++++ TEXTAUSZUG

Was Subkulturen bewirken

"Uns hat interessiert, was gibt es noch für Subkulturen, was bewirken Subkulturen, haben die noch einen Stellenwert, so wie früher? Und dann kamen wir auf die 80er Jahre", erklärt Mathilde Weh. "Die 80er Jahre waren eigentlich eine sehr spannende Zeit, wo quasi eine Aufbruchsstimmung war, die sich abgrenzte von den 70ern, die weg wollte von diesen perfekten Pop- und Rock-Produktionen, hin zum Dilettantismus. Das Nicht-Können wurde quasi produktiv."

"Geniale Dilletanten" - so hieß ein Festival, das im September 1981 im Berliner Tempodrom stattfand, bei dem Post-Punk- und experimentelle Bands auftraten, aber auch musizierende Künstler. "Geniale Dilletanten" - so hieß aber auch ein von Wolfgang Müller, einem der Begründer der Tödlichen Doris, herausgebrachter Textband, der schnell Furore machte und beweisen wollte, dass Kunst bzw. Musik nicht perfekt, nicht schön und schon gar nicht virtuos sein muss.

Do-it-yourself war in

"Die Idee von Beuys - jeder ist ein Künstler -, das kann man ja auch übersetzen: jeder ist ein Musiker, jeder gründet eine Tageszeitung, jeder gründet eine eigene Musikzeitung", sagt Wolfgang Müller. Die "genialen Dilettanten" lehnten das Rockstargehabe, die pseudo-authentische Selbst-entäußerung total ab. Sie liebten das Amateurhafte, Improvisierte und Selbstgebastelte. Do-it-yourself war angesagt: "Keine schwitzenden Musiker auf der Bühne, nicht die eigene Befindlichkeit zelebrieren, keine Texte über das Innenleben der Mitglieder" war die Devise der Freiwilligen Selbstkontrolle, einer Band aus München.

Der Erfolg dieser Gruppen wäre nicht möglich gewesen ohne neue, erschwingliche Aufnahmegeräte, die teure Tonstudios überflüssig machten, und selbstgegründete Labels gründeten, Clubs und Magazine. Sie schufen eigene Netzwerke und Vertriebswege, die unabhängig machten von den großen Musikproduzenten.

Einstürzende Neubauten u.a.

++++++++

*AUFGABEN*
1 - Prüfe, ob die folgenden Aussagen mit dem Text über die Subkulturen der 80er Jahre übereinstimmen, und belege jede Antwort mit einem wörtlichen Zitat:
(a) Das Festival „Geniale Dilletanten“ fand im September 1981 im Berliner Tempodrom statt.
(b) Wolfgang Müller war einer der Begründer der Band Freiwillige Selbstkontrolle.
(c) Die „genialen Dilettanten“ schätzten das Amateurhafte und Improvisierte.
2 - Schreibe den Text über die Subkulturen der 80er Jahre im Anschluss an seine letzte Zeile weiter.
Für die Bearbeitung sind die Einträge nicht erforderlich.

++++ VORLIEGENDE EINTRÄGE

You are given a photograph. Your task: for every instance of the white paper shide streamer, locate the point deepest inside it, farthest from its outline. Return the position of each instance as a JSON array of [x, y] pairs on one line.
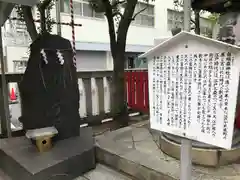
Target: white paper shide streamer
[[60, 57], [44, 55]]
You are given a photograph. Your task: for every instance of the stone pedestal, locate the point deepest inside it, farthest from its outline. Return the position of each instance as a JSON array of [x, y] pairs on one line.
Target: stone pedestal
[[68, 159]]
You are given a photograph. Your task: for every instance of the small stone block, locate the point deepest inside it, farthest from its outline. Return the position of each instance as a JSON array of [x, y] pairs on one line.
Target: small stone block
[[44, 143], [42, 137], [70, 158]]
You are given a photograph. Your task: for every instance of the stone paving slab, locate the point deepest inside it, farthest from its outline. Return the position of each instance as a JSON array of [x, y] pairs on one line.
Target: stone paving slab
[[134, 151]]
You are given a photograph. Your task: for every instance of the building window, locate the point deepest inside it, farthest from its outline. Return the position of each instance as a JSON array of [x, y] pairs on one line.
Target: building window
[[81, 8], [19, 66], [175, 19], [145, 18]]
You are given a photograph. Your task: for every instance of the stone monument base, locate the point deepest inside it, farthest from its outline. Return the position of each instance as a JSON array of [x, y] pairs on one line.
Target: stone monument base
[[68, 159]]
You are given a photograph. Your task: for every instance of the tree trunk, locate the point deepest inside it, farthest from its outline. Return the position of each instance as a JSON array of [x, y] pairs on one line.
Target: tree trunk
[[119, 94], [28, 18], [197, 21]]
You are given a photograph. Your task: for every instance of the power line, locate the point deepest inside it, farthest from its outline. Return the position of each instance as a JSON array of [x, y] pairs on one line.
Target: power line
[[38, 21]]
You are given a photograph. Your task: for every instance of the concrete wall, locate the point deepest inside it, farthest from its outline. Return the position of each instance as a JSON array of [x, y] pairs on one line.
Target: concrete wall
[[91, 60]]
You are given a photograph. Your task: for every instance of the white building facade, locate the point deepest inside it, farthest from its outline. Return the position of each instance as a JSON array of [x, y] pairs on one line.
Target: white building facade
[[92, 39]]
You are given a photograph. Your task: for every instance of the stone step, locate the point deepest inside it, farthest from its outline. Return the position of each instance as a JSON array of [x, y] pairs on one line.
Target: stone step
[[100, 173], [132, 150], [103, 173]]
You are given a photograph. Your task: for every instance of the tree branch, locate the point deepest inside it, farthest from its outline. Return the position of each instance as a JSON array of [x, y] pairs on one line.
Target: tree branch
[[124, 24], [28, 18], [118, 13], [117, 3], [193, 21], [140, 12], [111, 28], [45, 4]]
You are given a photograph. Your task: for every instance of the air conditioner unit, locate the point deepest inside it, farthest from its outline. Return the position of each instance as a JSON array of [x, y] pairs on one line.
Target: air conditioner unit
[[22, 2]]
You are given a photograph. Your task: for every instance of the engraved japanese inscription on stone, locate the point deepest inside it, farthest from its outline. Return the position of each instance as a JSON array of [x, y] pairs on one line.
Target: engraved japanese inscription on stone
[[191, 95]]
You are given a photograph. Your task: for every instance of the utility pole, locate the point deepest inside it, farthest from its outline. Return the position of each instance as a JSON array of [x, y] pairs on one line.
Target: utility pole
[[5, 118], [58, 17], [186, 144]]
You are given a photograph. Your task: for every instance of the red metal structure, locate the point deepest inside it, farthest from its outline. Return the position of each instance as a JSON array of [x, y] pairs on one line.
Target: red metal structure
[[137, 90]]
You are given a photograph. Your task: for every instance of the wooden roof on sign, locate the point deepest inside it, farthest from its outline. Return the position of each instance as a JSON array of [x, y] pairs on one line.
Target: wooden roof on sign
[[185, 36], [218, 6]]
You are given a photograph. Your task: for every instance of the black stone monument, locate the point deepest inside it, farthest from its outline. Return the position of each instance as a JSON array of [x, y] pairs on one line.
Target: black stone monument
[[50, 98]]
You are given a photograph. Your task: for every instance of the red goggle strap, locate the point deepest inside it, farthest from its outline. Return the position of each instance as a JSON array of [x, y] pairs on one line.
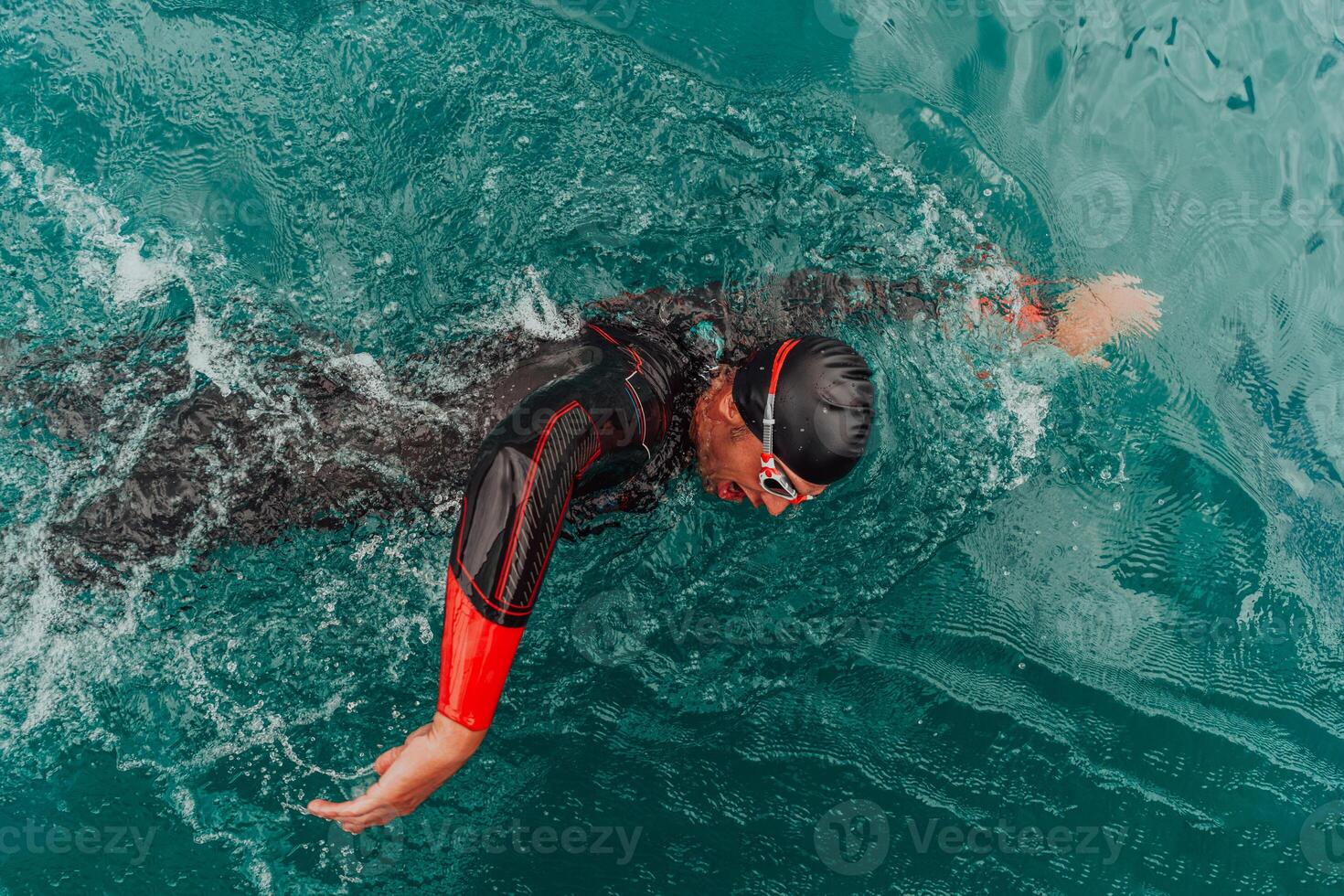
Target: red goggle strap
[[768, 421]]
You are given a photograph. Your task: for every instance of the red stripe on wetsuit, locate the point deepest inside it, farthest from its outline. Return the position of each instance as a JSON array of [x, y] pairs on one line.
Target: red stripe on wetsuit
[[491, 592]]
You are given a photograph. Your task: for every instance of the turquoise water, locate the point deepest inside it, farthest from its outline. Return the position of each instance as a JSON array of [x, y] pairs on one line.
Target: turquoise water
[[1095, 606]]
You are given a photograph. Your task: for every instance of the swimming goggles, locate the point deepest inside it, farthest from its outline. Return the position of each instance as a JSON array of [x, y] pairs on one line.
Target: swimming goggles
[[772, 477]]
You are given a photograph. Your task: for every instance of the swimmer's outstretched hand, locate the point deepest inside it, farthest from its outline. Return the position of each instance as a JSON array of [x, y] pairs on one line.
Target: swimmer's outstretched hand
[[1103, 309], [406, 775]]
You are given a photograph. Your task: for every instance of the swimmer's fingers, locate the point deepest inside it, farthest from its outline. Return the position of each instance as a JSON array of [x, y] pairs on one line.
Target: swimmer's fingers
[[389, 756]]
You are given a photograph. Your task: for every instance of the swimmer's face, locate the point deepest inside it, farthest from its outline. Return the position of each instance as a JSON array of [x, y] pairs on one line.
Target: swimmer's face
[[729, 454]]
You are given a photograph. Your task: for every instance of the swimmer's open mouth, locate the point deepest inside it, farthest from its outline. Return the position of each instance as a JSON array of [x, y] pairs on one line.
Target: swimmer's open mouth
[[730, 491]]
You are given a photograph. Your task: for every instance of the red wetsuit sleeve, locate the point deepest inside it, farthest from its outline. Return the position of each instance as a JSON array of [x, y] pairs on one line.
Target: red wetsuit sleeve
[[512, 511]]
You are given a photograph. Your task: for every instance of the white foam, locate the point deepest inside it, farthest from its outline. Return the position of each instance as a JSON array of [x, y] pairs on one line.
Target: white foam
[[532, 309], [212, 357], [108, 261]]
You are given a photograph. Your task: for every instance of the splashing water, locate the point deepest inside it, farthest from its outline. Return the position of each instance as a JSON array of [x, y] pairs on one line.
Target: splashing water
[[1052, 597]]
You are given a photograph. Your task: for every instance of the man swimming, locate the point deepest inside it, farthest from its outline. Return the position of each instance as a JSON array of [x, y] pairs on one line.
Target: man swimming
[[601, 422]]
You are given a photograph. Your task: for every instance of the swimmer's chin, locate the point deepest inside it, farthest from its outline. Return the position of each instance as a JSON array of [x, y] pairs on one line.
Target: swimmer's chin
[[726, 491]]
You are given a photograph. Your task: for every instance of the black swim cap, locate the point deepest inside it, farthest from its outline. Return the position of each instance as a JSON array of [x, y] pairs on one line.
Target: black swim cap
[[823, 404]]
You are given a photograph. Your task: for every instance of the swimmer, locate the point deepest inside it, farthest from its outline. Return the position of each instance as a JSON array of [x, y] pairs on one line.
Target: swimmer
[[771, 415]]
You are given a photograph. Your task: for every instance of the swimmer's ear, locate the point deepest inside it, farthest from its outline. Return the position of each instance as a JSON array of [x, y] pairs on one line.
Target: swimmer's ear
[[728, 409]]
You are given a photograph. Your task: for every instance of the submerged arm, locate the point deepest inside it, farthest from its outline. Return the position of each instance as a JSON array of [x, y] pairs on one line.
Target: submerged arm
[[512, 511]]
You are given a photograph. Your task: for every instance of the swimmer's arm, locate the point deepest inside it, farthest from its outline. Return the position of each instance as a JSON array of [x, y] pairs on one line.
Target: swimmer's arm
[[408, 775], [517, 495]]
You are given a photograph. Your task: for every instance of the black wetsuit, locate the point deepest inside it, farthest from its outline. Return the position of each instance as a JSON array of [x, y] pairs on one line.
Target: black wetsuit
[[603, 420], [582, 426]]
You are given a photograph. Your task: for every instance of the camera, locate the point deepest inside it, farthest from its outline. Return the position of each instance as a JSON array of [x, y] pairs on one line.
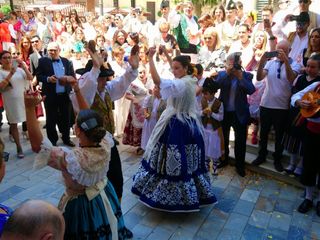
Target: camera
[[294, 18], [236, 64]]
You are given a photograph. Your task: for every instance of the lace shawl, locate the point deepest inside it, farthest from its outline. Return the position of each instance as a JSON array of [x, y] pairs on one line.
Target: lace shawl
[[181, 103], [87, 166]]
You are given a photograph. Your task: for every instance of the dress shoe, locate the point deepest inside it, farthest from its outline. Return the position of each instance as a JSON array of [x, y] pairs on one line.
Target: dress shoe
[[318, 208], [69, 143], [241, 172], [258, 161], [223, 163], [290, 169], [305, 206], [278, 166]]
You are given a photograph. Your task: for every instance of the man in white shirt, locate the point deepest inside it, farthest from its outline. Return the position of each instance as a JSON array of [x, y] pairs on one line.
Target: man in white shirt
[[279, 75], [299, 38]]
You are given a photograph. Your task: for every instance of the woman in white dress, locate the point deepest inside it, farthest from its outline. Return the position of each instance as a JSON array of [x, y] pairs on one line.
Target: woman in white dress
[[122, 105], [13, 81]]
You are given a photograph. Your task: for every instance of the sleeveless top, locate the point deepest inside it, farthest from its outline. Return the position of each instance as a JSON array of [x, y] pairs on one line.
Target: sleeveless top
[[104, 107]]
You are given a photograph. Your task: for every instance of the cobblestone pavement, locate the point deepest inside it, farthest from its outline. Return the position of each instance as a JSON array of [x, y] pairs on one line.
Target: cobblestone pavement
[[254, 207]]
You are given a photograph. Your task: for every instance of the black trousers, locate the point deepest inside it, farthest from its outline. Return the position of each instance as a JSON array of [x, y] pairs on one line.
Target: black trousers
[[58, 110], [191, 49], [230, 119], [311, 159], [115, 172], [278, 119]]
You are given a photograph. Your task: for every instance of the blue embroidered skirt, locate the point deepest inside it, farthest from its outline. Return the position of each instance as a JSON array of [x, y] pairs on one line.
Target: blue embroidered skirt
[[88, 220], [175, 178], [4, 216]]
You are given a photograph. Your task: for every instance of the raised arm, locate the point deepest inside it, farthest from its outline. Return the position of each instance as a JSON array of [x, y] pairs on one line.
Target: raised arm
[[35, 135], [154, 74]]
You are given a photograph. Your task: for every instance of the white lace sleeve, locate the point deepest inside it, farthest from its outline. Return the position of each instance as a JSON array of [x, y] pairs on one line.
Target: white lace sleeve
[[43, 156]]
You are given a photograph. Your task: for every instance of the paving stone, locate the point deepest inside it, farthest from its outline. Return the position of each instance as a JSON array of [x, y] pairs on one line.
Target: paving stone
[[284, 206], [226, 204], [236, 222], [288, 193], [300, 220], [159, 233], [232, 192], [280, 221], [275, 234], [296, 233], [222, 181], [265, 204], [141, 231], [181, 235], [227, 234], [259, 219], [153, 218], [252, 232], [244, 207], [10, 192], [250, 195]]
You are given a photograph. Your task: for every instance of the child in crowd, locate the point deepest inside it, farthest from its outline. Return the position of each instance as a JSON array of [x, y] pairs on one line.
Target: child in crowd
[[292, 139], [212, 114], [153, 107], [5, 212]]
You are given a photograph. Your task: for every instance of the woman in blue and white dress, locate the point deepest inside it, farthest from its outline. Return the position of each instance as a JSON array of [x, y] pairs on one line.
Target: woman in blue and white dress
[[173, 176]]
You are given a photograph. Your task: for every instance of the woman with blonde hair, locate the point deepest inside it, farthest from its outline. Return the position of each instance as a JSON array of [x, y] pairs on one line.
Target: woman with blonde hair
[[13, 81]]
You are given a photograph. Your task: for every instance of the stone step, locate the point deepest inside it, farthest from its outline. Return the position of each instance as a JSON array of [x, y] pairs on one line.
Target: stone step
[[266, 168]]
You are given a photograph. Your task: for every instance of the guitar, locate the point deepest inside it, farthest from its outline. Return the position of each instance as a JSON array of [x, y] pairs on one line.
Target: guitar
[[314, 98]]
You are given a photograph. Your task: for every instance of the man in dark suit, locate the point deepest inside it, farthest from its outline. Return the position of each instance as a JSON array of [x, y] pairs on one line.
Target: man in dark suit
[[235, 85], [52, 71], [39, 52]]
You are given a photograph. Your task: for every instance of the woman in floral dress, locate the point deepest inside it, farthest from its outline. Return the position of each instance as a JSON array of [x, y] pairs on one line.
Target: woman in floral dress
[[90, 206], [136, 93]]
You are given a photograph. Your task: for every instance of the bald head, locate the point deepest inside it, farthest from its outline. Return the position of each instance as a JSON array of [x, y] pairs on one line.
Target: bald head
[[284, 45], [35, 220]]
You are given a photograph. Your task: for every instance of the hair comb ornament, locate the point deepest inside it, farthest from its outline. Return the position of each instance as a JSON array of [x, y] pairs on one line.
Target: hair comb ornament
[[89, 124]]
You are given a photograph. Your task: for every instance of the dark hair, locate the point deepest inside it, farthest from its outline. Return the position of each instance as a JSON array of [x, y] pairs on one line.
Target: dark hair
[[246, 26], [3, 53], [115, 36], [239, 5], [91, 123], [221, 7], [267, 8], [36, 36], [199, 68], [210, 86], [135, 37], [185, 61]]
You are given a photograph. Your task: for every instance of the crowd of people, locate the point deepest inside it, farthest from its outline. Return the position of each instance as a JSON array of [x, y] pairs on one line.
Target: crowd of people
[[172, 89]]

++++++++

*LÖSUNGEN*
1 -
(a) Ja: „das im September 1981 im Berliner Tempodrom stattfand“
(b) Nein: „einem der Begründer der Tödlichen Doris“
(c) Ja: „Sie liebten das Amateurhafte, Improvisierte und Selbstgebastelte.“

2 -
In Berlin formierten sich um Blixa Bargeld die Einstürzenden Neubauten, die bis heute vielleicht bekannteste dieser Subkultur-Blüten, die, außer mit konventionellen Instrumenten, auch mit Schrott, Hämmern, Fässern, Bohrmaschinen und Sägen Klänge erzeugten. In Hamburg gründeten Kunsthochschüler das "Palais Schaumburg", das vom Dadaismus beeinflusst war und mit vermeintlich "urdeutschen" Zeichen und Symbolen spielte. In Düsseldorf entstanden die Deutsch Amerikanische Freundschaft, die internationale Erfolge feierte und Elektropunk und Techno inspirierte, und Der Plan, eine Gruppe, die mit skurrilen Masken, Kostümen und selbst gemalten Bühnenbildern auffiel.

"Gerade, wenn man aus der bildenden Kunst kommt oder als Filmemacher Musik macht, dann experimentiert man natürlich auch mit den Medien", sagt Mathilde Weh. "Es war in den 80ern plötzlich so, dass man genreübergreifend gearbeitet hat, dass man eben mit allen verfügbaren Medien auftrat. Und die Performance war ganz wichtig. Es ging nicht nur um die Qualität der Musik, sondern es ging um ein Gesamtkunstwerk oder ein Gesamtkonzept."

Verbotene Band "Ornament und Verbrechen"

Dass genial-dilettantisches Musikmachen keine rein westdeutsche Spezialität war, belegt eine Gruppe, die sich - nach einer Schrift von Adolf Loos - "Ornament und Verbrechen" nannte. Die Ost-Berliner waren äußerst erfinderisch im Klangerzeugen und Instrumentebauen: Der Auspuff eines Mopeds diente als Blas-, ein mit Legosteinen gefüllter Plastikkanister als Percussion-Instrument. Offiziell waren Ornament und Verbrechen verboten - so spielte man illegal in Kirchen, Küchen, Galerien, in Schrebergärten oder bei Dichterlesungen.

"Es war eigentlich eine Arbeit für einen Sympathisantenkreis, eine kleine Szene. Es gab keine Medien, über die man das verbreiten konnte", sagt Ronald Lippok, der zusammen mit seinem Bruder Robert Ornament und Verbrechen gründete. "Wir waren nicht Dissidenten in diesem klassischen Sinn; das war eher wie eine Parallelwelt. Weil man gesagt hat: Wir leben unseren Surrealismus. Das war aber automatisch schon ein Statement. Man musste in der DDR, um offiziell aufzutreten zu dürfen, vor einer Jury spielen und seine Texte einreichen, und die Jury hat darüber entschieden, ob du spielen darfst oder nicht. Wenn du das nicht gemacht hast, warst du automatisch illegal."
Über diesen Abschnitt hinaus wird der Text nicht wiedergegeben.